## Dataset records
- - - -

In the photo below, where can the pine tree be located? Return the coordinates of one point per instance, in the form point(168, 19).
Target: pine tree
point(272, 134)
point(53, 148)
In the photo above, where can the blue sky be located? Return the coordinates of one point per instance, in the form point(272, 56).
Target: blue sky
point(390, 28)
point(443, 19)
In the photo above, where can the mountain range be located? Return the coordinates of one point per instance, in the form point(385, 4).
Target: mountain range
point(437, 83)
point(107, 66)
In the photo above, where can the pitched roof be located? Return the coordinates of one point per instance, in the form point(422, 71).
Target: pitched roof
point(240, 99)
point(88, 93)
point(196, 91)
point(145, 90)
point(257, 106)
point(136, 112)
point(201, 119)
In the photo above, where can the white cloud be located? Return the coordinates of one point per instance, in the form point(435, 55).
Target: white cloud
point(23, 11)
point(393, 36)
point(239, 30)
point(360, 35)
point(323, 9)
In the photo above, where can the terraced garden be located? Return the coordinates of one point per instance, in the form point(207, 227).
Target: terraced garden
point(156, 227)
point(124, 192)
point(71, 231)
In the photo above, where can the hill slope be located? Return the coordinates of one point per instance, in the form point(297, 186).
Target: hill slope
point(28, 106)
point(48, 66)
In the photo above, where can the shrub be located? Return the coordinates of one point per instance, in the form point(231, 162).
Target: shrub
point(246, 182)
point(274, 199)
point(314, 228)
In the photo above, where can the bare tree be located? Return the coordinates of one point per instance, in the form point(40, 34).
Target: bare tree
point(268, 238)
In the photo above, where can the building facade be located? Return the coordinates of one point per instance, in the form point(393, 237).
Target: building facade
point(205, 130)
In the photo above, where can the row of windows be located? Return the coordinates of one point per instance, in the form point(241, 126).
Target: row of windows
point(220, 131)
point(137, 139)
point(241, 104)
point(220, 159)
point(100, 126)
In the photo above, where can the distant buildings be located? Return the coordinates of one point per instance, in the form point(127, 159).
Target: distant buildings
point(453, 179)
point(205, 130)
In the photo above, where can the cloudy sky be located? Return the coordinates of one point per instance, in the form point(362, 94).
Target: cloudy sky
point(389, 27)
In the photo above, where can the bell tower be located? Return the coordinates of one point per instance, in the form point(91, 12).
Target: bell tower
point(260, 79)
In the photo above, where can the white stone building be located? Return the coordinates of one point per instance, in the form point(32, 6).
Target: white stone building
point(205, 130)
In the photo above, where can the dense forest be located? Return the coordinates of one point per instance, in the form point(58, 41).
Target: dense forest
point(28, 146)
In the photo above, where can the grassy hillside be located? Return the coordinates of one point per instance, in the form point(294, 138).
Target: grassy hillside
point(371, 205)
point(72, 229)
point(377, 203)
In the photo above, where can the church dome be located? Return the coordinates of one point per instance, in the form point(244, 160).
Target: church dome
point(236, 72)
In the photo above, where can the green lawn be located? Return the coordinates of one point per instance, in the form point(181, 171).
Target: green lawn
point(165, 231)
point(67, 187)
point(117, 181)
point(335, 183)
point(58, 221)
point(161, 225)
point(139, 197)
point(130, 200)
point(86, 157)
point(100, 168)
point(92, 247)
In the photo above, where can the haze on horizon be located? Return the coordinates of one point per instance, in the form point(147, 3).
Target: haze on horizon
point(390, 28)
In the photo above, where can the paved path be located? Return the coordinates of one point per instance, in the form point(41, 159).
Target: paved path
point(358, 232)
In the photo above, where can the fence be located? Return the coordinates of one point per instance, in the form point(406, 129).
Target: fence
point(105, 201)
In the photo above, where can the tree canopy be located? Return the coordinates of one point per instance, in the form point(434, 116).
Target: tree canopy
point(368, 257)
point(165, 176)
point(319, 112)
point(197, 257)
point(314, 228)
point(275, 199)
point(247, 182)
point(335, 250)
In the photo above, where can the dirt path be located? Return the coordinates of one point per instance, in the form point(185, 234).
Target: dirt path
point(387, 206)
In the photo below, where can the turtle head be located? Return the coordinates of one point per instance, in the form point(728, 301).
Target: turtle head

- - - -

## Exercise
Can you change the records above so that every "one point per instance" becomes "a single point for each instance", with nothing else altered?

## Answer below
In the photo below, where can the pine tree be located? Return the coordinates of a single point for each instance, in the form point(168, 19).
Target: pine tree
point(272, 134)
point(53, 148)
In the photo above, where can the blue sky be located? Return the coordinates of a single point for each instance, in the form point(272, 56).
Target: blue sky
point(390, 28)
point(443, 19)
In the photo above, where can the mountain range be located? Return the coordinates of a single point for each instance, in the form point(385, 4).
Target: mountain range
point(437, 83)
point(107, 66)
In the photo above, where can the pitched roof be located? Return the coordinates of a single point for each instance, in the form point(422, 71).
Target: pitched roof
point(240, 99)
point(88, 93)
point(196, 91)
point(145, 90)
point(257, 106)
point(136, 112)
point(201, 119)
In the photo above, where can the white cloud be located? Return the coordinates of a single point for each instance, in the form point(435, 55).
Target: white cloud
point(23, 11)
point(393, 36)
point(239, 30)
point(360, 35)
point(323, 9)
In the photo above, where can the terraced garden be located? Return the coordinates of a single point for each instance, in the form point(207, 227).
Target: terraced garden
point(156, 227)
point(124, 192)
point(71, 231)
In the photo above, where can the hill slope be located? Return the coordinates of a single point for each instance, in the form point(297, 186).
Target: hill slope
point(28, 106)
point(48, 66)
In the photo above, where can the shrub be located? Return the coordinates of a single point for each instance, in the form point(231, 162).
Target: shrub
point(246, 182)
point(274, 199)
point(314, 228)
In the photo above, where can the bare tree be located? Return the coordinates of a single point for each instance, in the form point(40, 34).
Target: bare tree
point(268, 238)
In the photo above, where can the building facade be located? Return the coordinates of a single point for each instance, in the form point(393, 237).
Target: building facade
point(205, 130)
In the photo above, where can the row of windows be located? Return the coordinates of a single point for each instance, in the form point(241, 126).
Target: row of windows
point(220, 131)
point(137, 139)
point(241, 104)
point(220, 159)
point(100, 126)
In the photo above, where can the distant buildings be located? Return the coordinates of a single point for each instance, in the form point(127, 159).
Target: distant buildings
point(453, 179)
point(205, 130)
In the photo above, where can the cloudy sky be located? Return the coordinates of a single point for each instance, in the form point(362, 94).
Target: cloudy sky
point(389, 27)
In the photo above, where can the bell tower be located? Return the coordinates of a single point for each instance, in the form point(91, 12).
Target: bell tower
point(260, 79)
In the photo above, where can the white stone building be located? Return the coordinates of a single point for each instance, in the form point(32, 6).
Target: white stone building
point(205, 130)
In the photo above, where can the dense forest be located? Return the coordinates of a single point for each instance, in the form point(58, 41).
Target: dense forest
point(28, 146)
In the photo above, where can the grassy hillside be located? Return the coordinates of a single point for each instance, in the form point(294, 138).
Target: grassy hillside
point(371, 205)
point(72, 229)
point(377, 203)
In the photo above, where can the church dome be located? Return the coordinates of a single point for each instance, in the form point(244, 160).
Target: church dome
point(236, 72)
In the photo above, where can the green lawn be located? Return the coordinates of a single point for each instance, in the form point(181, 171).
Target: green lawn
point(165, 231)
point(67, 187)
point(117, 181)
point(335, 183)
point(58, 221)
point(161, 225)
point(139, 197)
point(130, 200)
point(86, 157)
point(100, 168)
point(92, 247)
In the photo above, where can the haze on horizon be located? Return the coordinates of a single point for each instance, in the form point(147, 3).
Target: haze on horizon
point(390, 28)
In the photo above, where can the paved path be located? Return the coordinates of a single point for each instance, in the form point(41, 159).
Target: paved path
point(358, 232)
In the photo above, where can the fence be located? Return the coordinates of a single point for each instance, in the form point(406, 129).
Target: fence
point(105, 201)
In the photo above, where can the tree canopy be located? Return the coordinates of a single point for each instance, in the form point(434, 116).
Target: tree canopy
point(368, 257)
point(165, 176)
point(319, 112)
point(197, 257)
point(314, 228)
point(275, 199)
point(247, 182)
point(335, 250)
In the photo above, where can the dirt path be located? Return the coordinates of a single point for each instance, in the form point(185, 234).
Target: dirt path
point(387, 206)
In the photo below, where can the turtle head be located? Return the coordinates of a single point for each instance, in the form point(728, 301).
Target: turtle head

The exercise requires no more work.